- Given exercise 1
According to the post on private methods in JavaScript, what drawback do respondents point out about Crockford's solution?
- Given exercise 2
From the post on private methods in JavaScript, copy the passage starting with "Sunday, 13 September" and going on through "well as methods).".

- Passage shown

------------------------------------------------------------

Sunday, 13 September 2009

Private Methods in JavaScript

The question of truly private methods comes up intermittently in JavaScript mailing lists. Most respondents point to Crockford's solution, but then also point out how much memory it takes (each instance gets its own copy of methods; but on the up side, it also gives you truly private member variables as well as methods).

Recently I've been switching to the module pattern for each class, thanks in part to kicking around the Prototype source code a fair bit (and also having read Juriy Zaytsev's article on named function expressions). Since private scope is an intrinsic part of the module pattern, I wondered whether it could help us define truly private methods. And the answer is: Of course it can.

The Pattern


For those not familiar with it, the module pattern is basically:
  • Use an enclosing function to provide scope
  • Use named functions within your function
  • Export the ones you want to have as public methods by returning them from the function (usually as properties on an object)
E.g., something like this:
var CoolModule = (function() {
function foo() { ... }
function bar() { ... }
function cool() { ... }

return {foo: foo, bar: bar};
})();
The anonymous function is the scoping function, which we define and then run immediately, assigning its return value to the CoolModule variable. We end up with a CoolModule object with the properties foo and bar that refer to named functions with the same names. Note that in this example, I did not include cool in the returned object's properties. So what's cool for?

The cool function is accessible anywhere within the scoping function, but nowhere outside of it. So foo can use it, as can bar, but nothing else can. It's a truly private function for the CoolModule module. That's already really useful, but we can also apply it to classes:

Defining Classes


Okay, so let's look at building a class that way. Most toolkits provide some means of creating a "class" based on an object hash of methods. For instance, using Prototype's Class.create, we can define a class like so:
var Thingy = Class.create({

initialize: function(name) {
this.name = name;
},

doSomething: function() {
// ...

------------------------------------------------------------

[Entries for labeling bounding boxes]
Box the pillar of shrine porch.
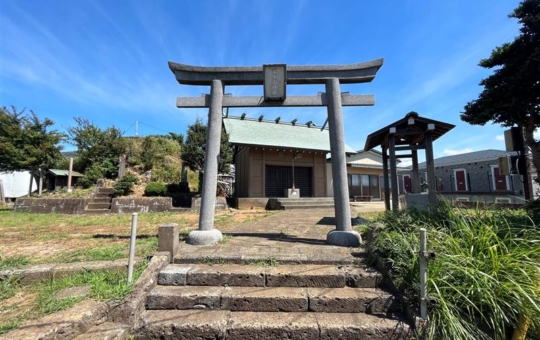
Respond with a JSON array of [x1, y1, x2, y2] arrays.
[[326, 78, 362, 247]]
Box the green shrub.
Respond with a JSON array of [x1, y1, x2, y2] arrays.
[[114, 175, 139, 196], [370, 206, 540, 339], [144, 182, 167, 196]]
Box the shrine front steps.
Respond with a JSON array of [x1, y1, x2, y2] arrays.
[[277, 197, 334, 210], [135, 264, 410, 340]]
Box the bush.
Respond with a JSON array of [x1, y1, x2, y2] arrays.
[[114, 175, 139, 196], [144, 182, 167, 196], [370, 206, 540, 339]]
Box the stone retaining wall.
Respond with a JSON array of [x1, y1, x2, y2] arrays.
[[15, 198, 88, 214], [111, 197, 172, 214]]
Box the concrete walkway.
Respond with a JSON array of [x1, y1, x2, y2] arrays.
[[175, 202, 384, 264]]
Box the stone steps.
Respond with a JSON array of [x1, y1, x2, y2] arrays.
[[135, 310, 410, 340], [83, 188, 114, 215], [146, 286, 398, 314], [281, 203, 334, 210], [86, 201, 111, 210], [92, 196, 111, 204], [83, 209, 111, 215], [158, 264, 382, 288], [277, 197, 334, 210]]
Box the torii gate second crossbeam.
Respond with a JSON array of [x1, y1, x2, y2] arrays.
[[169, 59, 383, 247]]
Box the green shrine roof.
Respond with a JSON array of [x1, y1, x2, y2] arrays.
[[49, 169, 83, 177], [223, 117, 355, 154]]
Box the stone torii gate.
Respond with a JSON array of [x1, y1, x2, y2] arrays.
[[169, 59, 383, 246]]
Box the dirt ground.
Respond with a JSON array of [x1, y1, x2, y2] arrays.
[[0, 210, 268, 263]]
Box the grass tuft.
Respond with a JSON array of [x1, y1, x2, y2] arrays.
[[370, 206, 540, 340], [0, 256, 30, 270]]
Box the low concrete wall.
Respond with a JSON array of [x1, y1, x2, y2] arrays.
[[402, 194, 429, 211], [111, 197, 172, 214], [15, 198, 88, 214], [236, 197, 269, 210], [191, 197, 228, 211]]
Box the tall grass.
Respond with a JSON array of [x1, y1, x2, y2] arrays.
[[372, 206, 540, 340]]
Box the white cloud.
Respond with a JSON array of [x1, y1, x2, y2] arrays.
[[399, 159, 412, 167], [443, 148, 472, 156]]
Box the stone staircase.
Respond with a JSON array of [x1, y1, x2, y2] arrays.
[[277, 197, 334, 210], [83, 188, 114, 215], [135, 261, 411, 340]]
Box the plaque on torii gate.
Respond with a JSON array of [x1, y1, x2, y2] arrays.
[[169, 59, 383, 247]]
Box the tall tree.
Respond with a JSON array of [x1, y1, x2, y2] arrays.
[[182, 118, 233, 173], [68, 117, 126, 186], [0, 106, 65, 171], [461, 0, 540, 180]]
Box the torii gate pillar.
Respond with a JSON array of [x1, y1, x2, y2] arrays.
[[326, 78, 362, 247]]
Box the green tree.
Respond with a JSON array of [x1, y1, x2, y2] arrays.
[[182, 118, 233, 173], [461, 0, 540, 183], [0, 106, 66, 171], [68, 117, 126, 186]]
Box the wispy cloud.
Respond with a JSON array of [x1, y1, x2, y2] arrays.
[[443, 148, 473, 156], [0, 2, 181, 118]]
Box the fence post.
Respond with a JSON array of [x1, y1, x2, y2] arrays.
[[420, 228, 428, 320], [128, 213, 137, 284]]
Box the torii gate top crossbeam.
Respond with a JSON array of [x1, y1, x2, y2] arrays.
[[169, 58, 384, 85]]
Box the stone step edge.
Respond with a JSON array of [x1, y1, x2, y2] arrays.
[[158, 264, 383, 288], [173, 251, 368, 266], [146, 286, 400, 314], [135, 310, 413, 340]]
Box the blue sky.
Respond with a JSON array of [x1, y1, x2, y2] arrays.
[[0, 0, 519, 165]]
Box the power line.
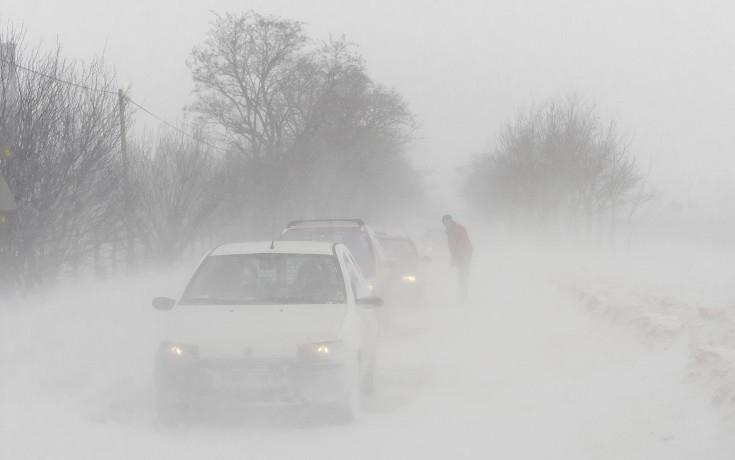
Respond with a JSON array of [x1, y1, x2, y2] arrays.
[[0, 58, 227, 153], [125, 96, 227, 153], [0, 59, 117, 96]]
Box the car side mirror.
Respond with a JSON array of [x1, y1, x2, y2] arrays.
[[355, 295, 383, 308], [151, 297, 176, 310]]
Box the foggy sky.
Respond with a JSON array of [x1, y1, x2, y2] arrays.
[[0, 0, 735, 212]]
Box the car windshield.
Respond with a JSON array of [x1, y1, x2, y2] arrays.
[[280, 228, 373, 267], [181, 254, 346, 305], [378, 238, 419, 262]]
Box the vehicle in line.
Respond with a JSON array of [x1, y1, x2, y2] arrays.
[[153, 241, 382, 422], [378, 233, 431, 304], [277, 219, 388, 301]]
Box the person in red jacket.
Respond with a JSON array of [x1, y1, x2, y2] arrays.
[[442, 214, 473, 303]]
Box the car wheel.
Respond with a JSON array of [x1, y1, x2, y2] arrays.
[[360, 358, 375, 395], [156, 391, 183, 425]]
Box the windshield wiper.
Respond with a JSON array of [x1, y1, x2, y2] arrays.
[[181, 295, 252, 305]]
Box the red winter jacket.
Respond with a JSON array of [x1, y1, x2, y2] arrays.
[[447, 222, 473, 261]]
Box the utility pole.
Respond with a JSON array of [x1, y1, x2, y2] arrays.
[[117, 89, 135, 273]]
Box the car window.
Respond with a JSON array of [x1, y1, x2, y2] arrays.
[[181, 254, 346, 305], [379, 238, 419, 262], [342, 253, 370, 299], [279, 228, 374, 267]]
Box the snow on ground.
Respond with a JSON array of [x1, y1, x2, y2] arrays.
[[0, 235, 735, 460]]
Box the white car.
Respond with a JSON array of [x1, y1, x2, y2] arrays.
[[153, 241, 382, 421]]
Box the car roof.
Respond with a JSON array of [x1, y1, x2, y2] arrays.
[[376, 235, 412, 241], [209, 240, 335, 256], [286, 219, 365, 229]]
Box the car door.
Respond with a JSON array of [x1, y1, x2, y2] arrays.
[[340, 249, 377, 372]]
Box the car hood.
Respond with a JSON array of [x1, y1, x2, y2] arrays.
[[162, 304, 347, 359]]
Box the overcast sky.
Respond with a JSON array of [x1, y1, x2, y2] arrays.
[[0, 0, 735, 212]]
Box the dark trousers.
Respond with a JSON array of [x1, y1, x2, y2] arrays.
[[457, 256, 472, 303]]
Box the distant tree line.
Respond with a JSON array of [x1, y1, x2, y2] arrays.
[[0, 12, 422, 292], [462, 96, 653, 237], [189, 12, 421, 232]]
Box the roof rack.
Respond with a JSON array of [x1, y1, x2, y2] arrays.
[[286, 219, 365, 228]]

------------------------------------------------------------

- Worked answer 1
It takes a lot of memory, because each instance gets its own copy of the methods.

- Worked answer 2
Sunday, 13 September 2009

Private Methods in JavaScript

The question of truly private methods comes up intermittently in JavaScript mailing lists. Most respondents point to Crockford's solution, but then also point out how much memory it takes (each instance gets its own copy of methods; but on the up side, it also gives you truly private member variables as well as methods).